When every entry has been read, print each one back exactly.

═════ Data listing ═════

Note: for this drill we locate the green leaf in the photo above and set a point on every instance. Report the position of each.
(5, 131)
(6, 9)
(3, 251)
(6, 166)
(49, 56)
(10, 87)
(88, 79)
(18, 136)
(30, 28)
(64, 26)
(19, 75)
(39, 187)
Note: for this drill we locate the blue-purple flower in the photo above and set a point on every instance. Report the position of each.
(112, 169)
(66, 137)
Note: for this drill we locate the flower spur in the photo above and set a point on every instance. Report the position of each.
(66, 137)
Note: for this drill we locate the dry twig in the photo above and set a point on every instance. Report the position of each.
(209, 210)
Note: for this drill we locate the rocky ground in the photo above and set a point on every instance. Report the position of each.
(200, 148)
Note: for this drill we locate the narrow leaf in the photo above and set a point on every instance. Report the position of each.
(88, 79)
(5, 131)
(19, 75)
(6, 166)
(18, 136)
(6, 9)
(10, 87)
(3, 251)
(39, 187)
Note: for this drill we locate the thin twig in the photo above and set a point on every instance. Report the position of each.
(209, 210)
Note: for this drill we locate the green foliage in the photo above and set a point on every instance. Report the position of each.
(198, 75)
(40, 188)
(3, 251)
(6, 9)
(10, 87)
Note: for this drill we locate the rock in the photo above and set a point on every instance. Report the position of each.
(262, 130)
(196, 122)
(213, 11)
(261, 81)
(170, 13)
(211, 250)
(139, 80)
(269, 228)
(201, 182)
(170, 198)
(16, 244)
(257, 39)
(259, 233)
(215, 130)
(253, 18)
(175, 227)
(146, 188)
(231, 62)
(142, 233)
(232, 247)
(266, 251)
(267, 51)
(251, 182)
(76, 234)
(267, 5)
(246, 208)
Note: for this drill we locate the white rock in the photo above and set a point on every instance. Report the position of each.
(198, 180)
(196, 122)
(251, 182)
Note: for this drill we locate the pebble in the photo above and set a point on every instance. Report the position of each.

═════

Response:
Note: for this drill we locate the green leaf in the photo above and set a point on every instance. Report the position of each.
(5, 131)
(6, 9)
(3, 251)
(6, 166)
(49, 56)
(10, 87)
(88, 79)
(18, 136)
(30, 28)
(64, 26)
(19, 75)
(39, 187)
Note: for this drill we locate the blue-purple flower in the photo above and set a point on every instance. Report the position of each.
(112, 169)
(66, 137)
Note: for this drill we locate the flower spur in the photo above and set a point on every instance. Report the position of each.
(66, 137)
Note: for this drill we locate the dry twig in the photo above and set a point on every instance. Report the position of each.
(209, 210)
Note: for this drill we locate the rocky ground in the photo above and set a point on every instance. Report the position of each.
(200, 148)
Note: for this drill we locate the narrow leaf in the photo above and set a point on every instance. Report the position of each.
(88, 79)
(5, 131)
(19, 75)
(6, 166)
(18, 136)
(6, 9)
(10, 87)
(3, 251)
(39, 187)
Note: for this drill we locate the thin twig in the photo above and set a point on every instance. Report the position of each.
(209, 210)
Note: for this drill we locate the green foliage in the photo above and set a point on every instance. Report the position of each.
(198, 75)
(40, 188)
(3, 251)
(6, 9)
(10, 87)
Note: for this drill we locate the rock in the photo above and set a point on every instance. Report the position of each.
(262, 130)
(196, 122)
(213, 11)
(261, 81)
(170, 13)
(211, 250)
(139, 80)
(269, 228)
(201, 182)
(170, 198)
(16, 244)
(257, 39)
(259, 233)
(215, 130)
(253, 18)
(175, 227)
(146, 188)
(231, 62)
(142, 233)
(232, 247)
(266, 251)
(267, 51)
(251, 182)
(76, 234)
(267, 5)
(246, 208)
Note: for this drill we locate the white rock in the photo above and set a point on every instance. Report the position of each.
(198, 180)
(196, 122)
(251, 182)
Note: for this drill we locate the pebble in the photo above and set a point on every instance. Report the position of each.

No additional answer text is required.